> TASK DIRECTIONS: Count the lines in the records below that contain the word "striped", and give only that number.

Point labeling dataset excerpts
+ + + + + + +

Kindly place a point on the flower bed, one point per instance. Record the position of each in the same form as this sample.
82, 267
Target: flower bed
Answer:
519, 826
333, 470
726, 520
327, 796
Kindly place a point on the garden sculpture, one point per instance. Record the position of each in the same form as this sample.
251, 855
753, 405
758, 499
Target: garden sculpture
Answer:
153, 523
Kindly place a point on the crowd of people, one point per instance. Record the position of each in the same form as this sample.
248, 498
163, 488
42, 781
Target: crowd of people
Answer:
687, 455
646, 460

+ + + + + + +

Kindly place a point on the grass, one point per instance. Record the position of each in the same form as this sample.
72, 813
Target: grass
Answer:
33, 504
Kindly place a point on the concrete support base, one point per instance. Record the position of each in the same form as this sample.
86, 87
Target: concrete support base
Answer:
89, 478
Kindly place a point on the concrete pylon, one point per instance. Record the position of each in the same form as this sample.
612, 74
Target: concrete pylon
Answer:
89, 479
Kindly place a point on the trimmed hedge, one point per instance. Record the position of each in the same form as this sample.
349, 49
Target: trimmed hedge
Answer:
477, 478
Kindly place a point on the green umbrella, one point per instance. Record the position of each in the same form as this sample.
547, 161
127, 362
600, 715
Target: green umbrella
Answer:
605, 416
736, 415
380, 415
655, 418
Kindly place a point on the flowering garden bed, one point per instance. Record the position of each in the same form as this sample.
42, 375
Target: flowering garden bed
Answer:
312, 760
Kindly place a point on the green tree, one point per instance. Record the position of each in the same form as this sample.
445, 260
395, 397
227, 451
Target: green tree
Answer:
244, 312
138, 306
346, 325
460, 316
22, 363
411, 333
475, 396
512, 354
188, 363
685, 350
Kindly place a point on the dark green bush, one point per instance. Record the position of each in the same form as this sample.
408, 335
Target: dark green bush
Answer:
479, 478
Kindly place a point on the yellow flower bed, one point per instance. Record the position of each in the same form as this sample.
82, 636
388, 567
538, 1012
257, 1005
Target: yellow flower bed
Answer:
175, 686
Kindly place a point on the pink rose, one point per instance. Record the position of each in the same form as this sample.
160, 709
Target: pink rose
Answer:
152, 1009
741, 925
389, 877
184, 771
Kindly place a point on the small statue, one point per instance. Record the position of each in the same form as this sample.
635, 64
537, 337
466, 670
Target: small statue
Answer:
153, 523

+ + + + + + +

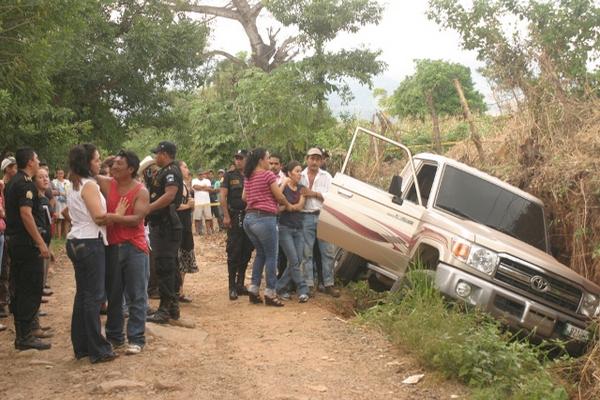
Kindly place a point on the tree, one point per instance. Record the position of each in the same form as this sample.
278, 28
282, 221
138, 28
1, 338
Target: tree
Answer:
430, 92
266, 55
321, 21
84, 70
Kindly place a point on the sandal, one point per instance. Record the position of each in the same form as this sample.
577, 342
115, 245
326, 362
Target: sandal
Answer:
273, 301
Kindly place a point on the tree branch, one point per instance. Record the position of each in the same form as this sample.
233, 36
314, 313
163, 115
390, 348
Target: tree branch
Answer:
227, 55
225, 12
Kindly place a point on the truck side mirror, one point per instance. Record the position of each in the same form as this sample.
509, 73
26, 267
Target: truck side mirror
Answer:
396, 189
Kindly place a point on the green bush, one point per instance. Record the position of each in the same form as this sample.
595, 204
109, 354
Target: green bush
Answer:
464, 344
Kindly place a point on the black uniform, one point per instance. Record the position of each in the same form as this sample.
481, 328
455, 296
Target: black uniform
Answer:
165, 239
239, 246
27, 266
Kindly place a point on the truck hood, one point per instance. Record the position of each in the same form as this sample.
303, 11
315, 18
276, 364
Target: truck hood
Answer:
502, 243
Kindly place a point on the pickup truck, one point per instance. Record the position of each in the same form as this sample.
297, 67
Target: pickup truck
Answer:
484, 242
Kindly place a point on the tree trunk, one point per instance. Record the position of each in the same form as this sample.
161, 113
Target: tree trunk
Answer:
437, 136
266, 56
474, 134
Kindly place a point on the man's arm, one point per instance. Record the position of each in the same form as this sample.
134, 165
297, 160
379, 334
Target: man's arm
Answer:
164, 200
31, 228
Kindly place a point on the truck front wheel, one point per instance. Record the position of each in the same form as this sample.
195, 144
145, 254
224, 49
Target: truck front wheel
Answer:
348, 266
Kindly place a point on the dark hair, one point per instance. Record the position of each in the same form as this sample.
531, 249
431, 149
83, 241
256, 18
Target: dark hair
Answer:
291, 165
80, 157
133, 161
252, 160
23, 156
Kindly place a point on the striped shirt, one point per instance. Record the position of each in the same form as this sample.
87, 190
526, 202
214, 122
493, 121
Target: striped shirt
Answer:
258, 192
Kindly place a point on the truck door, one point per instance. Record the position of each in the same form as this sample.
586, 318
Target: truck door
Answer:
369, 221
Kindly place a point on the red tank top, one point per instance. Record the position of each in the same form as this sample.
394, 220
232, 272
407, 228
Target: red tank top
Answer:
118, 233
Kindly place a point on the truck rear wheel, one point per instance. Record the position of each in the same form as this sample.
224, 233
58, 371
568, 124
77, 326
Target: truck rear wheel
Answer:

+ + + + + + +

> RESULT: 2